CONSEGNA →
Scrivi, per favore, il seguito del brano su Fruttero e Lucentini, riprendendo subito dopo la sua ultima frase.

BRANO →
===
Quando costituirono l’impareggiabile duo musicale sulla Stampa, nello spazio dov’è oggi la rubrica quotidiana di Mattia Feltri, la faccenda funzionava così. Siccome Lucentini non leggeva mai un giornale e non accendeva mai la televisione, e dunque non sapeva nulla di quel che succedeva nel mondo reale, Fruttero gli faceva una telefonata ad annunciargli l’uno o l’altro crepitante avvenimento, e magari era Gheddafi che sparacchiava sull’Italia. A questo punto i due diavolacci si mettevano d’accordo, l’uno avrebbe scritto l’“attacco” per poi dividersi “l’andante mosso” dello svolgimento. Liberi e leggeri com’erano volavano sempre in armonia. Mi pare fossero i secondi anni Ottanta quando andai prima nella casa torinese di Lucentini e subito dopo in quella di Fruttero. Per Panorama, di cui ero un inviato, avevo escogitato un articolo così costruito. All’uno e all’altro avrei fatto una quindicina di domande all’insaputa dell’uno e dell’altro su quali fossero i romanzi da lui preferiti, e le attrici predilette, e i film eccetera. Quindici domande ciascuno, forse venti. Le stesse domande all’uno e all’altro. Non una volta le risposte di Fruttero e Lucentini collimavano. Erano due macchine intellettuali perfette, ciascuna tuttavia a sé stante.
===
DATI MOSTRATI →

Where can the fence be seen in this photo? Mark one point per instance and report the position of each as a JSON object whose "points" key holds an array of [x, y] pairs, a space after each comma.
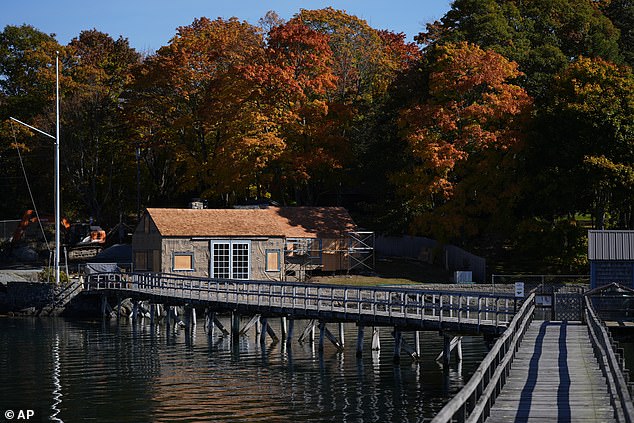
===
RISULTATO →
La casa di Lucentini al quarto piano di piazza Vittorio Veneto la ricordo come fosse ieri. Era una casa borghese discreta, silenziosa, poco illuminata dalla luce esterna, alle pareti degli splendidi oli olandesi secenteschi di piccolo formato che Lucentini collezionava. Quella casa me la sono immaginata cento e cento volte per come doveva essere alla mattina presto del 5 agosto 2002, quando Lucentini si alza perché lo strazio provocato dal tumore ai polmoni è insopportabile, barcolla forse a luci spente sino alla porta d’entrata, la apre, si accosta alla ringhiera delle scale, si appoggia, in un certo senso prende la mira e si scaraventa giù. Maria Carla Fruttero ha raccontato di recente che fu lei a comunicare a suo padre la notizia che Lucentini aveva chiuso la sua vita in quel modo. Carlo Fruttero non disse una parola, “rimase immobile”. Per lui (era nato nel 1926) cominciava una seconda vita, non meno smagliante seppure diversa. Da “triste e lucido capitano” che per dieci anni ancora, sino al giorno della sua morte (15 gennaio 2012), oppose comunque una strenua resistenza al luogo comune e all’imbecillità, al “cretino” che faceva capolino da ogni dove. Firmò questa volta da solo almeno due gioielli che Lucentini avrebbe applaudito, Donne informate sui fatti che dal settembre al novembre 2006 (la data della mia copia) fece sette edizioni e l’autobiografico Mutandine di chiffon del 2010, quello che cominciava con un’intervista a sé stesso che recitava così: “Quanto al campionato del dolore / non mi faccio illusioni / sulle mie chances. Piango / irrilevanti sepolcri / frugo tra ceneri / d’estasi elementari, / ho inchinato la nuca / alle più rozze clave del fato”. Non era stata altro la sua che una vita, fra le tante. Appunto, come dire meglio del destino di ciascuno di noi?